*** Opening of Given information ***

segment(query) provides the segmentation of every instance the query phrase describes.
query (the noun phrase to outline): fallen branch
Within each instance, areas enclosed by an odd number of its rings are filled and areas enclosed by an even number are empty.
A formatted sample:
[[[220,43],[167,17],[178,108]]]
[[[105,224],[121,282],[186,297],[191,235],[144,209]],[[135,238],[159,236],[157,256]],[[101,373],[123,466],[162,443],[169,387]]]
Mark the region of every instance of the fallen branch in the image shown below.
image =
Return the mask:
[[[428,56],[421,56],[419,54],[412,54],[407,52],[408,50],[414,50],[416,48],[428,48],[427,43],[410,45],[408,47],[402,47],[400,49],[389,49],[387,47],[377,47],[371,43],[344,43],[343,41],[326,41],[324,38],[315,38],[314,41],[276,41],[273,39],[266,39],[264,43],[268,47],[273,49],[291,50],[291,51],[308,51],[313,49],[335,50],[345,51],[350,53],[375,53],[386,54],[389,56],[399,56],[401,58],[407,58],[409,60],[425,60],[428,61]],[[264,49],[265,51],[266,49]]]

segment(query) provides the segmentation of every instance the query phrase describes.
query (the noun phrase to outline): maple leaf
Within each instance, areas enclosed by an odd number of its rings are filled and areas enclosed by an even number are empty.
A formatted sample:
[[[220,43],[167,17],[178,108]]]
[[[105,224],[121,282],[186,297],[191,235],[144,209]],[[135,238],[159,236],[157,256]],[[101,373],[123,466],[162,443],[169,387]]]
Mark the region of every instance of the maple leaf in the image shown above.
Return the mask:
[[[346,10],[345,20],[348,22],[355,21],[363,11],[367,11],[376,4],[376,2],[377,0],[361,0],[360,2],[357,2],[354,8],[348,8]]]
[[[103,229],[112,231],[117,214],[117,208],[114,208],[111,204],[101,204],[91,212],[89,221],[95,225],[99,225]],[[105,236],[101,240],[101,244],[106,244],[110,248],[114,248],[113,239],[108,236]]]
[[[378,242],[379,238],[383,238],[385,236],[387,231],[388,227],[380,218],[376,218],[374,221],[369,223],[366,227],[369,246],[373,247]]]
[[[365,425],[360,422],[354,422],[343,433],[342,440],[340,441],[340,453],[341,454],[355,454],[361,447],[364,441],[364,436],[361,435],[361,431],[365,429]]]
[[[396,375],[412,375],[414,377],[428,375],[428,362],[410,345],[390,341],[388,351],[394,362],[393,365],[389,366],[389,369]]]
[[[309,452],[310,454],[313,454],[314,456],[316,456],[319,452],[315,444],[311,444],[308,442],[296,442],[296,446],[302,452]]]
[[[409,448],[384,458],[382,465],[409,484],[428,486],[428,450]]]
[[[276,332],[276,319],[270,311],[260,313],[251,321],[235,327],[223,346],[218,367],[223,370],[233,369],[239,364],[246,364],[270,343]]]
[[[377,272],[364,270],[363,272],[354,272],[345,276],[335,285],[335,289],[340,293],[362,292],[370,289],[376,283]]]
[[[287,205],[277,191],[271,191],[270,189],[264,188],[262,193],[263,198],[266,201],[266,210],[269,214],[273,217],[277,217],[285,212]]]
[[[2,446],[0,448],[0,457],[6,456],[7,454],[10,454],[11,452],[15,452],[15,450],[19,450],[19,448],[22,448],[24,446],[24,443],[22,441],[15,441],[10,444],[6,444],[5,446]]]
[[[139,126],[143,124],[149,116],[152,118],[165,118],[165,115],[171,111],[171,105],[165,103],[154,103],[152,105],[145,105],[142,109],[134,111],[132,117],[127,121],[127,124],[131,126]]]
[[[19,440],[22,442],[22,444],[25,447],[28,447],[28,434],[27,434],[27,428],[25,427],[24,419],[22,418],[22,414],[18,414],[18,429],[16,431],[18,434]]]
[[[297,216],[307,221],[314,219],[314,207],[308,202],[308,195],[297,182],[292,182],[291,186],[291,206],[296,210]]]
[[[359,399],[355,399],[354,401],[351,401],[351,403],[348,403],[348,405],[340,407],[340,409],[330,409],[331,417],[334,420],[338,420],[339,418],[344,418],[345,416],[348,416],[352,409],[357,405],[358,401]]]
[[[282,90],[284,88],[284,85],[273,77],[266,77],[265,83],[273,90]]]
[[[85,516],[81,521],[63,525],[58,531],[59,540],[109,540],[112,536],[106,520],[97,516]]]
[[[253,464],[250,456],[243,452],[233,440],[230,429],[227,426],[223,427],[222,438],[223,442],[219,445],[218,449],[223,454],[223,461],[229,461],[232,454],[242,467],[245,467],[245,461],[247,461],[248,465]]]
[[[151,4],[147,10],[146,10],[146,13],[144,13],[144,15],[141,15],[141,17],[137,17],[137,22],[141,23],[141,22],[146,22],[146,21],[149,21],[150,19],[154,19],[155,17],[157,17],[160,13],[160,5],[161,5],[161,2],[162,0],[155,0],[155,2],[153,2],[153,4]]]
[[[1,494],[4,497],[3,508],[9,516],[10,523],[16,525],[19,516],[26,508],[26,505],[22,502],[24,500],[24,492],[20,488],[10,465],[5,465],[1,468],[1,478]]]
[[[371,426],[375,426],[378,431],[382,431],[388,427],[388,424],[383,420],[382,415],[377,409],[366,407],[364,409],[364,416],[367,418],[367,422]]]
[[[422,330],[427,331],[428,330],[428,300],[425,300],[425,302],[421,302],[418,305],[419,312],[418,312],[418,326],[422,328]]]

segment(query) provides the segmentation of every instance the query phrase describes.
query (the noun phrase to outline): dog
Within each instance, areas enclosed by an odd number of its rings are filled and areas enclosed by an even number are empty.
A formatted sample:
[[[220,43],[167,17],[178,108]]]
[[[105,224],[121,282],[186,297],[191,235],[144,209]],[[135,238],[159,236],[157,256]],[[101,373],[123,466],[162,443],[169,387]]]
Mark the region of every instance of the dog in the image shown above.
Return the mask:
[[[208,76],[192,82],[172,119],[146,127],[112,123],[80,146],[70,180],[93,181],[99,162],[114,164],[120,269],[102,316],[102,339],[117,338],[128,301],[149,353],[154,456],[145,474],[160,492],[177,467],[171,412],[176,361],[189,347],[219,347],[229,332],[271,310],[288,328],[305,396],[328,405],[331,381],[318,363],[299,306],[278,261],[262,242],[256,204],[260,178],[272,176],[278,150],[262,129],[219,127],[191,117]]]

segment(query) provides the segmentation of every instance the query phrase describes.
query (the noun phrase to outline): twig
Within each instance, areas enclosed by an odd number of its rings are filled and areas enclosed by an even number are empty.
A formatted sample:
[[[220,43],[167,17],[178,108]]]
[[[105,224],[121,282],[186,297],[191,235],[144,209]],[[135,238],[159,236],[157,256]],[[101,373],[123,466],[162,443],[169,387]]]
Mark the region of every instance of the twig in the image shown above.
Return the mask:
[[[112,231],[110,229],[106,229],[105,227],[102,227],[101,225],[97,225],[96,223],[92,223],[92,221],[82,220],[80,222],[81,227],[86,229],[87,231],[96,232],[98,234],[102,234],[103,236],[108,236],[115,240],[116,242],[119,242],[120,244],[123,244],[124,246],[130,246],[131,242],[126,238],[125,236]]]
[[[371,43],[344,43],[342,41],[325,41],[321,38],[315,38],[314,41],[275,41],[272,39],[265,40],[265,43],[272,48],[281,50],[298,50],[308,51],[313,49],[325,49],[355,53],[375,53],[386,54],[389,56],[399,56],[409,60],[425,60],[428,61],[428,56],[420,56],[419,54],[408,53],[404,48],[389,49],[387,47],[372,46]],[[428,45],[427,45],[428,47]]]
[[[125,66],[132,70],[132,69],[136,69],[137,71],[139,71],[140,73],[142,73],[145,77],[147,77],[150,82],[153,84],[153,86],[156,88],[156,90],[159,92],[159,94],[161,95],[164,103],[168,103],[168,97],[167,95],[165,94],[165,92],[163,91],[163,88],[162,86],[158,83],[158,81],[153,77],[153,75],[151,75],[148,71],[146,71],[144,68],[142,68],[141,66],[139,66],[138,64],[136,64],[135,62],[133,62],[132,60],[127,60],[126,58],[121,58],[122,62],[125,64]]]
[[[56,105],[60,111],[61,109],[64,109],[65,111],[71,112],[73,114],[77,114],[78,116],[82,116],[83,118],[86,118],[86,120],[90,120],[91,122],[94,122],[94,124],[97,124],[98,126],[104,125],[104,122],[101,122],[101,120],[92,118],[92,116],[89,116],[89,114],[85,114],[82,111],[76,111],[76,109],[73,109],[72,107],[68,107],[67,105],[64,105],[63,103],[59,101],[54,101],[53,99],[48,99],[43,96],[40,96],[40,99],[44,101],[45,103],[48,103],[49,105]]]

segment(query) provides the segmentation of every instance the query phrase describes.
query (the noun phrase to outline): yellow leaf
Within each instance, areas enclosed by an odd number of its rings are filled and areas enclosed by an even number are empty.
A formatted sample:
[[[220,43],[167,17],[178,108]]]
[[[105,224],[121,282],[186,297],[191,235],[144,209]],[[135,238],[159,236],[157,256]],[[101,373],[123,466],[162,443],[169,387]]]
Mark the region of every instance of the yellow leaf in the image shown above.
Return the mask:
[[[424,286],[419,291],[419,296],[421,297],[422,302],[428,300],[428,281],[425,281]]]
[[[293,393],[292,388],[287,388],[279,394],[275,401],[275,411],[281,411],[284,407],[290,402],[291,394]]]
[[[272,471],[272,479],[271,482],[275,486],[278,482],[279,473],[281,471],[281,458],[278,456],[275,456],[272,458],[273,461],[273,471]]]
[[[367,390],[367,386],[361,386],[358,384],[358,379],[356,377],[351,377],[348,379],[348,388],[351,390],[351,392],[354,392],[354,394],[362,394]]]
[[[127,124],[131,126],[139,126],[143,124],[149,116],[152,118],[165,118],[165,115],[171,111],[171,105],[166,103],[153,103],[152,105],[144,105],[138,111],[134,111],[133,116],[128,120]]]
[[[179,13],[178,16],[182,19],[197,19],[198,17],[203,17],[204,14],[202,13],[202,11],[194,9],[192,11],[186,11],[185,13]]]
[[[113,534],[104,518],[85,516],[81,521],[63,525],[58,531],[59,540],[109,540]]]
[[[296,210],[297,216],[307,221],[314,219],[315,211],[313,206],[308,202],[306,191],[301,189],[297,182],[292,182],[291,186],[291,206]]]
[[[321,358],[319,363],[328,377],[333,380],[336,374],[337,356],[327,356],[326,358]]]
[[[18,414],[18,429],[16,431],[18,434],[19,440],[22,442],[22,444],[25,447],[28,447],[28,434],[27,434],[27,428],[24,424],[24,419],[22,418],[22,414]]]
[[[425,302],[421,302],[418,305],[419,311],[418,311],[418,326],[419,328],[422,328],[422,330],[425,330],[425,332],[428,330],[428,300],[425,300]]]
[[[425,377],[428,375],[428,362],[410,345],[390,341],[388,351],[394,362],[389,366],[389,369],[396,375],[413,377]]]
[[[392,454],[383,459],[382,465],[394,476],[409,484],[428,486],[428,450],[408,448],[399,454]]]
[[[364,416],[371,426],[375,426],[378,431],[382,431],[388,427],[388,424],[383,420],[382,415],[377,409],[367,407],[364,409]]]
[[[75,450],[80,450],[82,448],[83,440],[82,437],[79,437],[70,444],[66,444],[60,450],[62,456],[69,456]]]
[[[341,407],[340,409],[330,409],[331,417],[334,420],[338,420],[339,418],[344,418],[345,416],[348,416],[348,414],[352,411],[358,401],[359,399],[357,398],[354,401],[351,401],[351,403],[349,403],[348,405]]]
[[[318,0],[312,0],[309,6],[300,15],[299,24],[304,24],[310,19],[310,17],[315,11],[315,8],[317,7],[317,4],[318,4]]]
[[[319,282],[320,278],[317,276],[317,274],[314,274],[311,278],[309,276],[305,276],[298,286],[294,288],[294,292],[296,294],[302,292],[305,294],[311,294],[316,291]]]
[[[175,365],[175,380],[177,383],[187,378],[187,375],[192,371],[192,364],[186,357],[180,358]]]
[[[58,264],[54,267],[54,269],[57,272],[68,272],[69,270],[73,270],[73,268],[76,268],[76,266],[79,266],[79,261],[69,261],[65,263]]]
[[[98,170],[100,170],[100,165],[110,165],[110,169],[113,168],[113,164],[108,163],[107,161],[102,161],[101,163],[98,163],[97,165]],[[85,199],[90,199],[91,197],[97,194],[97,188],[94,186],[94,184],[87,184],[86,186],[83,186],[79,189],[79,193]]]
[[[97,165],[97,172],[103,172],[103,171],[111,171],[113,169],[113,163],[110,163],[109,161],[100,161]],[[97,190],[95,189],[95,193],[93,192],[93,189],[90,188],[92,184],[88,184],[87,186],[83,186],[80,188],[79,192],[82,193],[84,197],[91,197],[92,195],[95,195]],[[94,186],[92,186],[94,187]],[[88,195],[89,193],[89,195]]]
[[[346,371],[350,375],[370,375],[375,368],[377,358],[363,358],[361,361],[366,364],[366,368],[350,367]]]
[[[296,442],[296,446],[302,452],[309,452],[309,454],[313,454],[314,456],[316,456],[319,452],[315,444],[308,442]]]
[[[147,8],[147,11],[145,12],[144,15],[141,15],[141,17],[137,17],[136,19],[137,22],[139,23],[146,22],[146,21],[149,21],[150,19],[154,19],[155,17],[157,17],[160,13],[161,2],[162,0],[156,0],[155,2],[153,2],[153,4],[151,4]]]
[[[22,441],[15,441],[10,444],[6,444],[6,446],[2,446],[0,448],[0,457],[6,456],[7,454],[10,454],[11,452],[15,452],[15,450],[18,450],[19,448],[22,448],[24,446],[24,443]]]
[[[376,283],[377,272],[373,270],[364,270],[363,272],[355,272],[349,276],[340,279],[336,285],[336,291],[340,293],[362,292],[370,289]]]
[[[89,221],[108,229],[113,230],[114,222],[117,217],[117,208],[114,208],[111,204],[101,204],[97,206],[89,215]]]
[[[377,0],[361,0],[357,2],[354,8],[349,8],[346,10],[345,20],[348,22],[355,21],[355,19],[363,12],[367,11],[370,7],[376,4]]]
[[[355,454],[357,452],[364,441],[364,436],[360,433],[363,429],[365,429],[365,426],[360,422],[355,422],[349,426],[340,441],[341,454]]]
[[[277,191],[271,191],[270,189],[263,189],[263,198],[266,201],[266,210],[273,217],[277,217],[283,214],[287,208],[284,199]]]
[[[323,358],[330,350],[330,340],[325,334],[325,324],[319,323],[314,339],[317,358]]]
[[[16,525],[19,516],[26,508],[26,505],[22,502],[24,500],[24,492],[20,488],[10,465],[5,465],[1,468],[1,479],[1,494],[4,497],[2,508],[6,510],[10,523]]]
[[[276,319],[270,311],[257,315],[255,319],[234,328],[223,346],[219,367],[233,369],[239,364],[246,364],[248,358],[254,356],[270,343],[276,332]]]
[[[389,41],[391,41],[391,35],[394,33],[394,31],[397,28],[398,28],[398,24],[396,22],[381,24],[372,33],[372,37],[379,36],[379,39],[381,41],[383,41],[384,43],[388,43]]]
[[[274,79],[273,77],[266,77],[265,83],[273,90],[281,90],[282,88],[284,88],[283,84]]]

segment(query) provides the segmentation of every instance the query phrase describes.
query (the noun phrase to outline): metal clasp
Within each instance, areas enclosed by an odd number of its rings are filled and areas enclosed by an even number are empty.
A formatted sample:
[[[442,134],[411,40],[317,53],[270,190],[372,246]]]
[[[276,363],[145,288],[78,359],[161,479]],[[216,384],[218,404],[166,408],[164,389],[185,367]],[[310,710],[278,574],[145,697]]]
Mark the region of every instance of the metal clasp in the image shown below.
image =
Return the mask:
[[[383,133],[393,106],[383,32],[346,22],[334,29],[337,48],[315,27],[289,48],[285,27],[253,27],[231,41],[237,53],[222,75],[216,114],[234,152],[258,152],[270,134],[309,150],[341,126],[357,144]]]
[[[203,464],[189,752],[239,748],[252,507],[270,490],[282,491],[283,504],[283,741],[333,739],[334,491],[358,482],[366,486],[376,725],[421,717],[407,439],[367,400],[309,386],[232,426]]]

*** Close of Given information ***

**Action item**:
Return a copy of each line in the records above that has "leaf" in it.

**Answer**:
query (the noun phrase to outline): maple leaf
Mark the region of every instance of the maple leaf in the image shown above.
query (the noun phrase to outline): yellow leaf
Mark the region of every instance of the yellow leaf in the image shown above.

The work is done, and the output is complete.